◆ **SOURCE TEXT**
To improve these methodologies, the \(H_{\infty }\) strategy was applied by [13], trying to reduce the number of points in the gain schedule process, use an unique structure instead of several gain tables and to increase the operating domain with a lower set of gains. With the same purpose and aiming its industrial implementation, this paper presents an alternative project, the two degree of freedom (TDOF) controller proposed by [14] to design stability and control augmentation systems.

Some advantages of TDOF controller are its pragmatical design, once it depends only on two parameters (a third one can be added to corrects the steady state error); in comparison with the LQR controllers mentioned above, its project is done in the frequency domain instead of time domain. The feedback gains affects the stability of the system and the pre-filter the response characteristics. The controller exhibits robustness to plant uncertainties and if the sensitivity and complementary sensitivity functions are considered [15], the controller achieves disturbances rejection and noise attenuation [16]. Additionally, the controller has a unique structure (e.g., does not contain tables). The strategy in the frequency domain (solution of Diophantine equation) has been successfully implemented only for the trajectory control problem in a SCARA¹ robot [17].

This paper presents as novelty an alternative practical project in the development of control laws for fly-by-wire aircrafts, adding handling qualities requirements to comply with certification authority’s request. The TDOF controller application is made on a business jet aircraft; also it is possible to design it for commercial and cargo aircrafts.

In Sect. 2, the mathematical model is described. Handling qualities criteria are presented in Sect. 3. The main characteristics of the TDOF controller and its algorithm are described in Sect. 4. The design of controller and linear simulations is presented in Sect. 5. The baseline aircraft handling qualities analysis and results are presented in Sect. 6. The results of nonlinear simulations for regulation and tracking maneuvers are presented in Sect. 7. Finally, the conclusions are presented.

2 Mathematical modeling

The motion of an aircraft as a rigid body can be described by a set of nonlinear simultaneous differential equations. These equations, representing the translational and rotational motion of the aircraft, can be formulated as state variable (SV) equations expressed as:

$$\begin{aligned} \dot{x}(t)&= {} f[x(t),u(t)] \end{aligned}$$

(1)

◆ **EXERCISE 1**
In the excerpt on aircraft control laws, what type of aircraft is the TDOF controller applied to?
◆ **EXERCISE 2**
Pick out and copy every line of the listing that contains the string "Target".

◆ **STORED DATA**
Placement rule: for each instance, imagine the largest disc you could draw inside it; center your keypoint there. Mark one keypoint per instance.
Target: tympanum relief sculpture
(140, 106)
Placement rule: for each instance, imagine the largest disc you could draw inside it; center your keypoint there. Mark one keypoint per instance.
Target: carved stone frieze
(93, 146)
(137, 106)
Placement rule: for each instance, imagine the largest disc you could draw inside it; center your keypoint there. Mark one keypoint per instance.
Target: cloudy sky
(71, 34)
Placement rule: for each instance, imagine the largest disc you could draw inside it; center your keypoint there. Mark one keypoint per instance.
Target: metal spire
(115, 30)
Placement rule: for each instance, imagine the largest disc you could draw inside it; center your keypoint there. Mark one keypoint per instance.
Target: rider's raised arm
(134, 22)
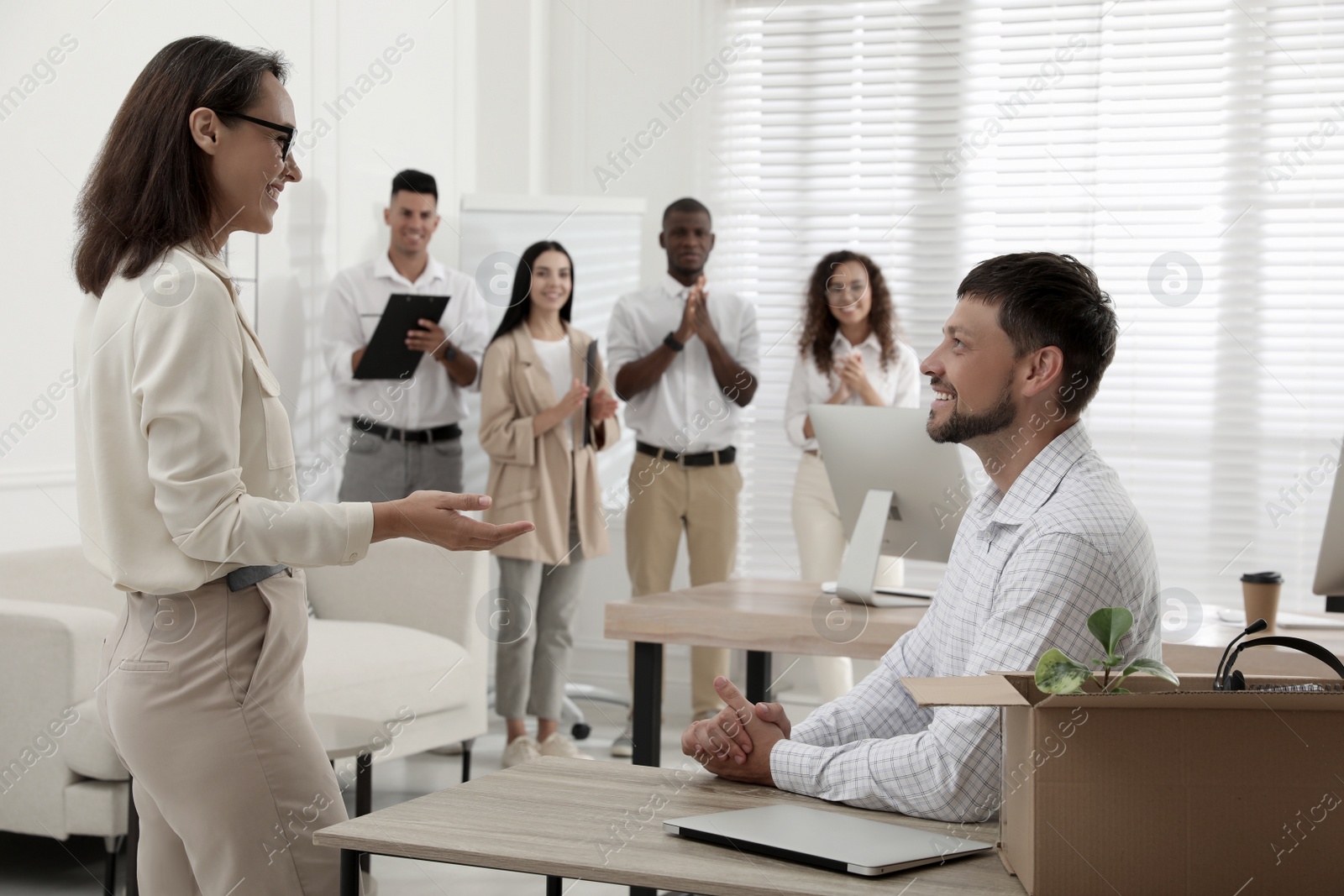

◆ **FULL SOLUTION 1**
A business jet aircraft.

◆ **FULL SOLUTION 2**
Target: tympanum relief sculpture
Target: carved stone frieze
Target: cloudy sky
Target: metal spire
Target: rider's raised arm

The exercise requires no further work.